— START —
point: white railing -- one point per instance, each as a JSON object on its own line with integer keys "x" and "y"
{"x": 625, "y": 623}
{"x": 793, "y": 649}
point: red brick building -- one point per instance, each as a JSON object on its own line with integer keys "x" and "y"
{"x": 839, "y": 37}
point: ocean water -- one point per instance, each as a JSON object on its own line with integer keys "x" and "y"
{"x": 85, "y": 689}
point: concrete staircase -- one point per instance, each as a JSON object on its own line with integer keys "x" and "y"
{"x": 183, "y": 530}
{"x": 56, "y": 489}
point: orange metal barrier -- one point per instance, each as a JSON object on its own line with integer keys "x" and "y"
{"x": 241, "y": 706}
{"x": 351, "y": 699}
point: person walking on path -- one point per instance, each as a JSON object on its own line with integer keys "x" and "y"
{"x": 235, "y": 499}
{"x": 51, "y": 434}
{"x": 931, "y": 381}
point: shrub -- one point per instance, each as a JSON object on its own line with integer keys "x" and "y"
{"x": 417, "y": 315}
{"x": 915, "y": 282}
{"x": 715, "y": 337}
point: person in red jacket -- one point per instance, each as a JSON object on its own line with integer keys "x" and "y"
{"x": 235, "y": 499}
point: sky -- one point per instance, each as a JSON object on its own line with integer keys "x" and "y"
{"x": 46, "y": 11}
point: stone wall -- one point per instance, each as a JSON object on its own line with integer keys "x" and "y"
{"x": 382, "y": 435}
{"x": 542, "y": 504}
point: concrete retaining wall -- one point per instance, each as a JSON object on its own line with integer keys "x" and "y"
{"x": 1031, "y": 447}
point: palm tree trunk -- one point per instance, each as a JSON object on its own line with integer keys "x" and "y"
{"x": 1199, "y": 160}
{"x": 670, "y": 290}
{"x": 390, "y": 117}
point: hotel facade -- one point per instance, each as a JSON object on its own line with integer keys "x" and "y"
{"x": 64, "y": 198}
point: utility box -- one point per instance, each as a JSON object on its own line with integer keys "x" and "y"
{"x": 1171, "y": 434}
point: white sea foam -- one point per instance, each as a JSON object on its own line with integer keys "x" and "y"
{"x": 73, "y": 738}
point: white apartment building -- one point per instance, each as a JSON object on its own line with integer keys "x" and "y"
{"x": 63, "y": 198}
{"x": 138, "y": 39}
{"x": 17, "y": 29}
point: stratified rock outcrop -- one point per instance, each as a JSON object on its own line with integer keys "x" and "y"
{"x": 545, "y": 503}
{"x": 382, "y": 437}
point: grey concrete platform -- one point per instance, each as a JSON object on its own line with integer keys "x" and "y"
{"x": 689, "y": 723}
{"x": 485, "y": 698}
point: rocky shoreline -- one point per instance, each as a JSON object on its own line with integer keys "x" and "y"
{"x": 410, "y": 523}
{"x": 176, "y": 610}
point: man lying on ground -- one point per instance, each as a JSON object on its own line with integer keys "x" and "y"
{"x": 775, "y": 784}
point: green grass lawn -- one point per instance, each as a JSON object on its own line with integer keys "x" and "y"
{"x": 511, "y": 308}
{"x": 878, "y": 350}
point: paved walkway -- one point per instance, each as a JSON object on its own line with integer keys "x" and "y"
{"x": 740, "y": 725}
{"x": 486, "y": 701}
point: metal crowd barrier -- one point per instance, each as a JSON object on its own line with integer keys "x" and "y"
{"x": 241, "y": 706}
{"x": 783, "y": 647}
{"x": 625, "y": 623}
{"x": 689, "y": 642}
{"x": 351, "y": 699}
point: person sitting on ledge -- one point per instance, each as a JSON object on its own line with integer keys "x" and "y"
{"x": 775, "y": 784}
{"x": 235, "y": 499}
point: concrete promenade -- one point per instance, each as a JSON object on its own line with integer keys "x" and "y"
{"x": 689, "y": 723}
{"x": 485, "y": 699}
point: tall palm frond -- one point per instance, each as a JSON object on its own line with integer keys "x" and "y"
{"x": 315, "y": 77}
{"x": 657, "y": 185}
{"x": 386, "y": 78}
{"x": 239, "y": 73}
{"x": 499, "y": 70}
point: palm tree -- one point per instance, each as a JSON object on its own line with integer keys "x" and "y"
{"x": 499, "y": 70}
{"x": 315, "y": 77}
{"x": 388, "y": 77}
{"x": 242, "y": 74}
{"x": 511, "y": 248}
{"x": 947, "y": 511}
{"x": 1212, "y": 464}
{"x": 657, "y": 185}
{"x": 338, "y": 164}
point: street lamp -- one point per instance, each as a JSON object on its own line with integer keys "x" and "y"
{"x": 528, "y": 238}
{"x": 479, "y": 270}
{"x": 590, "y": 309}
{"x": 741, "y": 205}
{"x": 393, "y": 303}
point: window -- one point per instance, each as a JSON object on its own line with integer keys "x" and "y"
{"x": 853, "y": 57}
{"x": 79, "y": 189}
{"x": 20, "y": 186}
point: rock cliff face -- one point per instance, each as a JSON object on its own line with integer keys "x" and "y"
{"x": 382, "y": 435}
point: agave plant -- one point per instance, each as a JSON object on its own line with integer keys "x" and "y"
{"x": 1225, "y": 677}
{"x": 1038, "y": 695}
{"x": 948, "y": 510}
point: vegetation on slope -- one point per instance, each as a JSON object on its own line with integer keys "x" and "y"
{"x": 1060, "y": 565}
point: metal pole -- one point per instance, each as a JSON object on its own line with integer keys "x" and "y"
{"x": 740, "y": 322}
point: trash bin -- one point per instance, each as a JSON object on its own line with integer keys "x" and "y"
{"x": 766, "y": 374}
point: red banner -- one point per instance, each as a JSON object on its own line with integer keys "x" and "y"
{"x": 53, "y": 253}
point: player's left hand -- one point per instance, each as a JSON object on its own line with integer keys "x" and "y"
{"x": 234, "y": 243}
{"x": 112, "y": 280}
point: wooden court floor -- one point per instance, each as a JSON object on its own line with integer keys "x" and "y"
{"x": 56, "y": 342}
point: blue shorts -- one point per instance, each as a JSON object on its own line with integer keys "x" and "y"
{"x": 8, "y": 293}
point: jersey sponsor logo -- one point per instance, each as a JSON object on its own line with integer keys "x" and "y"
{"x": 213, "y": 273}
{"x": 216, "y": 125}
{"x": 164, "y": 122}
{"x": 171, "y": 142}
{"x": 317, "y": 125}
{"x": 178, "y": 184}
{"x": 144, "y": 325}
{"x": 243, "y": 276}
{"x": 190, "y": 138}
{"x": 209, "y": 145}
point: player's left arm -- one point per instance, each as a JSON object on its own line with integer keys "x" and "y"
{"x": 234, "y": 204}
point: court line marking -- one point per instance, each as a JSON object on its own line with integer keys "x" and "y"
— END —
- What you are asked to do -
Rescale everything from the line containing "point: jersey sponsor" down to the end of the material, copying each of those lines again with the other text unchanged. Multiply every x and y coordinate by 1.95 and round to whole numbers, with halves rounded up.

- Task result -
point: jersey sponsor logo -- one point per instance, each as a JSON object on its own line with integer keys "x" and "y"
{"x": 415, "y": 532}
{"x": 421, "y": 244}
{"x": 320, "y": 238}
{"x": 333, "y": 277}
{"x": 618, "y": 244}
{"x": 347, "y": 359}
{"x": 281, "y": 634}
{"x": 474, "y": 538}
{"x": 371, "y": 269}
{"x": 408, "y": 283}
point: player's left arm -- one point per instance, each as a JSON object on its own line with integer keys "x" and "y"
{"x": 456, "y": 398}
point: court line marking -- one point per instance, each as a JSON object on its own line with integer keys "x" and "y"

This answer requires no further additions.